Change every "Would you kindly point at" in the material below to "Please point at" and reproduce the rest without any other edits.

## Location identification items
▬▬▬▬▬▬
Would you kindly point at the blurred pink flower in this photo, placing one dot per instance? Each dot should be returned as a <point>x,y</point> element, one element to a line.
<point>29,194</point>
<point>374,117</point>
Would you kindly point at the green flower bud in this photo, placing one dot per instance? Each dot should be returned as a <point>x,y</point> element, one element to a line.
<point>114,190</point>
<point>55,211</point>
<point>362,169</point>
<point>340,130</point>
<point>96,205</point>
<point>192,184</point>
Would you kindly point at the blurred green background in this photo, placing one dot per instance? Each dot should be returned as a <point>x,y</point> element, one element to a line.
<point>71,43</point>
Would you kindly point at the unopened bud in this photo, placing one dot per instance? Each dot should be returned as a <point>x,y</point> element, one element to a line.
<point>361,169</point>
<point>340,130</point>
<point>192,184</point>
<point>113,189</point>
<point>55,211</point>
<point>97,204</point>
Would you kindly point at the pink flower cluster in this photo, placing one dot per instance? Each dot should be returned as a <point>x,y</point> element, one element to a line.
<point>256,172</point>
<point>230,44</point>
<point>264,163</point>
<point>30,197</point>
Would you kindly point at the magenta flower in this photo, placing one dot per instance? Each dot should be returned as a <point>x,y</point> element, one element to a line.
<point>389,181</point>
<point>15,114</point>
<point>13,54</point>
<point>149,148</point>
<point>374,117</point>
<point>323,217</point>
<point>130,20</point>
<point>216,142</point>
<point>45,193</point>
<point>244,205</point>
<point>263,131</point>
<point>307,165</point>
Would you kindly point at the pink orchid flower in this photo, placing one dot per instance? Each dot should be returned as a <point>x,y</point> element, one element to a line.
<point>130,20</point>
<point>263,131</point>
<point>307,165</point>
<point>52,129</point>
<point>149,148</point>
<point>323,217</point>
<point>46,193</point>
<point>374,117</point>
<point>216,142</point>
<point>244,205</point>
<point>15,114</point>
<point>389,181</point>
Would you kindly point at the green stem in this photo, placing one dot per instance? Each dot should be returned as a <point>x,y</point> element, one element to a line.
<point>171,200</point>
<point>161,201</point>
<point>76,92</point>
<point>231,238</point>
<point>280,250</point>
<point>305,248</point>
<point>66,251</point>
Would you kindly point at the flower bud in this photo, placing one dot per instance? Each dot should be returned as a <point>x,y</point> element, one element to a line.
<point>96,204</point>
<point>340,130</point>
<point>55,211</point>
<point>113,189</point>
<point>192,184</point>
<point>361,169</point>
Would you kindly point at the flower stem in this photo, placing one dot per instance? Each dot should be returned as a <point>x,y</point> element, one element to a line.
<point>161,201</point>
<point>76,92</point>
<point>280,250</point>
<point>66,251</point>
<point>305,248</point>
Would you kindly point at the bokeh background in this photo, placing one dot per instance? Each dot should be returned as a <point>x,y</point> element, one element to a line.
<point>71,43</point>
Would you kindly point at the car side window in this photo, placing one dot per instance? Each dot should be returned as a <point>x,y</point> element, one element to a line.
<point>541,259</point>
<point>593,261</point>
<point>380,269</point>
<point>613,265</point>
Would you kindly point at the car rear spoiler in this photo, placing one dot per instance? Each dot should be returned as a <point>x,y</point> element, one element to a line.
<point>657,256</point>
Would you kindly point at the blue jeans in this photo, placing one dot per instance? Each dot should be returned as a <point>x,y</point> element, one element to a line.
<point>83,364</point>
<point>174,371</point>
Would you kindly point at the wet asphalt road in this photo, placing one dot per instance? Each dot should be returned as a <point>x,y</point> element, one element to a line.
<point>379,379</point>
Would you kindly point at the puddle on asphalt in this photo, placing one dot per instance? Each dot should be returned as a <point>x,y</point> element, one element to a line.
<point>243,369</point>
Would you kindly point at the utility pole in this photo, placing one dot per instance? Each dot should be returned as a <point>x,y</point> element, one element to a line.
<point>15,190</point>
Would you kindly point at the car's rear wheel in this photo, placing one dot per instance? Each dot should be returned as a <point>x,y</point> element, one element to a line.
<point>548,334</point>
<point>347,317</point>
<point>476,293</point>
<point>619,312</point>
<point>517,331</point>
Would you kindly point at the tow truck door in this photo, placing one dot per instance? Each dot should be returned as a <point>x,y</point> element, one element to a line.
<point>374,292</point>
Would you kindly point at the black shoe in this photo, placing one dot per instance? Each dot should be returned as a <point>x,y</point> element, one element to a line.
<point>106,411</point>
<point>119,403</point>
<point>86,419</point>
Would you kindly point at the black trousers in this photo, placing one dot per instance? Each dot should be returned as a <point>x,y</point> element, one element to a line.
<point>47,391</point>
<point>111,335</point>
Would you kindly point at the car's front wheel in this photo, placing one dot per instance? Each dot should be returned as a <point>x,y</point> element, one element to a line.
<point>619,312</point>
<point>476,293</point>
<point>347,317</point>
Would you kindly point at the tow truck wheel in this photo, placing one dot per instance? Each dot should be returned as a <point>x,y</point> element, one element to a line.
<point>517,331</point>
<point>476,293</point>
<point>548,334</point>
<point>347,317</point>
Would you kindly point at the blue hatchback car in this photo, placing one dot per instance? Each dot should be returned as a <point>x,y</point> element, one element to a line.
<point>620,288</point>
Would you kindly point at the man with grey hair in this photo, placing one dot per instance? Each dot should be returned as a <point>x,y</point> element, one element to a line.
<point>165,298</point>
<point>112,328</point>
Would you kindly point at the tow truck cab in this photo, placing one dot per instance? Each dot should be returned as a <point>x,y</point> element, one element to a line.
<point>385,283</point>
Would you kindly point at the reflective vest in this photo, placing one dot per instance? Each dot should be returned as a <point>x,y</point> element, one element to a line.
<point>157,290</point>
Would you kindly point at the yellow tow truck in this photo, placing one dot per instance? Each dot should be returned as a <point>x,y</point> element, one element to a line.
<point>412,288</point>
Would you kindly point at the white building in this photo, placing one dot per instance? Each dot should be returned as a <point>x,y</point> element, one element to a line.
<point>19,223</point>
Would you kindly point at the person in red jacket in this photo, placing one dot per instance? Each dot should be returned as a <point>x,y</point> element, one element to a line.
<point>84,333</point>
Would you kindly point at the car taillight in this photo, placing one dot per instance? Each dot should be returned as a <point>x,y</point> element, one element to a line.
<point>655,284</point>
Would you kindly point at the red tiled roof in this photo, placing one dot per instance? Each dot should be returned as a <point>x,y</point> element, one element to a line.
▬▬▬▬▬▬
## RESULT OF THIS EXERCISE
Please point at the blurred pink flower in this photo, placing one dot per instance? Each dot should be returned as a <point>x,y</point> element, one element to a line.
<point>29,194</point>
<point>374,117</point>
Please point at the green flower bud in this photo, placing one dot per instance? Each dot should be returned as a <point>x,y</point> element, one element to a line.
<point>114,190</point>
<point>55,211</point>
<point>362,169</point>
<point>340,130</point>
<point>96,205</point>
<point>192,184</point>
Please point at the blurred green background in this photo, placing one dot per instance? Each dot should be returned as a <point>x,y</point> element, one element to a line.
<point>71,43</point>
Please point at the unopened bud in this photo, placing one dot per instance? Each dot should be returned as a <point>x,y</point> element, one element to a line.
<point>361,169</point>
<point>340,130</point>
<point>192,184</point>
<point>113,189</point>
<point>55,211</point>
<point>97,204</point>
Please point at the pink flower cluster in this photo, placing one dot per instance? Each dot should be returned as a <point>x,y</point> element, one element to a line.
<point>256,172</point>
<point>230,44</point>
<point>264,163</point>
<point>30,197</point>
Please point at the magenta flower in this photo, placing one dot per instance? Each dot should be returned as a <point>x,y</point> element, one element to a line.
<point>389,181</point>
<point>15,114</point>
<point>13,54</point>
<point>149,148</point>
<point>374,117</point>
<point>323,217</point>
<point>130,20</point>
<point>216,142</point>
<point>45,193</point>
<point>244,205</point>
<point>263,131</point>
<point>307,165</point>
Please point at the pink orchid flower in this photo, placing one dot per instance? Each dot should be returned as a <point>x,y</point> element, one element to a line.
<point>130,20</point>
<point>263,131</point>
<point>307,165</point>
<point>52,129</point>
<point>149,148</point>
<point>323,217</point>
<point>46,193</point>
<point>374,117</point>
<point>216,142</point>
<point>244,205</point>
<point>15,114</point>
<point>389,181</point>
Please point at the green stem in this photo, placing one dot per instance? Each dot should be returned as a <point>x,y</point> element, one element to a line.
<point>171,200</point>
<point>161,201</point>
<point>76,92</point>
<point>231,238</point>
<point>280,250</point>
<point>305,248</point>
<point>66,251</point>
Please point at the flower bud in this photo, placing one dot per instance? Each dot should be returned as a <point>x,y</point> element, one element to a line.
<point>96,204</point>
<point>340,130</point>
<point>55,211</point>
<point>113,189</point>
<point>192,184</point>
<point>361,169</point>
Please point at the flower stem in this photo, placing one dot per instance? Each dot should be returned as a <point>x,y</point> element, one element to a line.
<point>161,201</point>
<point>76,92</point>
<point>280,250</point>
<point>66,251</point>
<point>305,248</point>
Please point at the bokeh background in this photo, placing one dot per instance? Each dot should be returned as a <point>x,y</point> element, one element to a line.
<point>71,43</point>
Please point at the car side window in this photo, placing one dot per instance? Each dot should be returned as a <point>x,y</point> element, one element to a line.
<point>541,259</point>
<point>593,261</point>
<point>380,269</point>
<point>613,265</point>
Please point at the car rear spoiler in this photo, placing one dot per instance? Each dot should be returned as a <point>x,y</point> element, one element to a line.
<point>657,256</point>
Please point at the blue jeans in this photo, placing one dot per instance? Each dot should be returned as a <point>x,y</point> element, one element to a line.
<point>83,364</point>
<point>174,371</point>
Please point at the wet asphalt road in this photo, placing one dot per instance? Each dot should be returned as a <point>x,y</point> element, one element to a line.
<point>379,379</point>
Please point at the puddle on asphalt in this photo, placing one dot per instance? Each dot should be returned as a <point>x,y</point> element, one element to a line.
<point>243,369</point>
Please point at the utility pole in this photo, placing one dot per instance? Each dot should be returned as a <point>x,y</point> element, one element to a line.
<point>15,190</point>
Please point at the car's rear wheel in this photo, placing one dot per instance? Each dot should be returned as a <point>x,y</point> element, one element to a line.
<point>548,334</point>
<point>347,317</point>
<point>476,293</point>
<point>619,312</point>
<point>517,331</point>
Please point at the tow truck door in this photo, placing one dot per instance? Each dot should be returned as a <point>x,y</point> element, one element to a line.
<point>374,292</point>
Please point at the black shoe in this photo, placing one dot per instance? Each dot should be returned as a <point>x,y</point> element, one element to a line.
<point>106,411</point>
<point>119,403</point>
<point>86,419</point>
Please point at the black trousers in this photo, placing one dot per instance? Each dot should be returned as a <point>x,y</point> element, one element to a line.
<point>47,391</point>
<point>111,335</point>
Please point at the car's front wheel in this photo, placing one dot per instance? Each dot should be returned as a <point>x,y</point> element, one element to a line.
<point>619,312</point>
<point>476,293</point>
<point>347,317</point>
Please point at the tow truck wheel in this photo, placing one dot per instance? Each dot should be returned as a <point>x,y</point> element, one element to a line.
<point>517,331</point>
<point>476,293</point>
<point>548,334</point>
<point>347,317</point>
Please point at the blue hatchback car in this photo, placing one dot per instance? Each dot should be returned as a <point>x,y</point> element, one element to a line.
<point>620,288</point>
Please point at the man with grey hair in this photo, placing one dot per instance? Each dot should be returned as a <point>x,y</point> element, one element to a line.
<point>165,298</point>
<point>112,328</point>
Please point at the tow truck cab in this photo, placing one dot per instance? Each dot should be returned as a <point>x,y</point> element, one element to a line.
<point>385,283</point>
Please point at the reflective vest in this photo, placing one dot per instance? Each dot should be returned as a <point>x,y</point> element, one element to a line.
<point>157,290</point>
Please point at the yellow tow truck in this photo, placing one dot per instance? Each dot should be returned as a <point>x,y</point> element, one element to a line.
<point>412,288</point>
Please point at the white building in this photo, placing one dot per instance? Each dot should be returned as a <point>x,y</point> element, one element to a line.
<point>19,223</point>
Please point at the person in red jacket in this photo, placing one dot per instance? Each dot should be returned as a <point>x,y</point> element, one element to a line.
<point>84,333</point>
Please point at the car taillight in this photo, placing one dot per instance? Each dot should be returned as a <point>x,y</point> element, one element to a line.
<point>655,284</point>
Please point at the red tiled roof in this photo, placing one dot per instance? Each dot should be returned as a <point>x,y</point> element, one element to a line.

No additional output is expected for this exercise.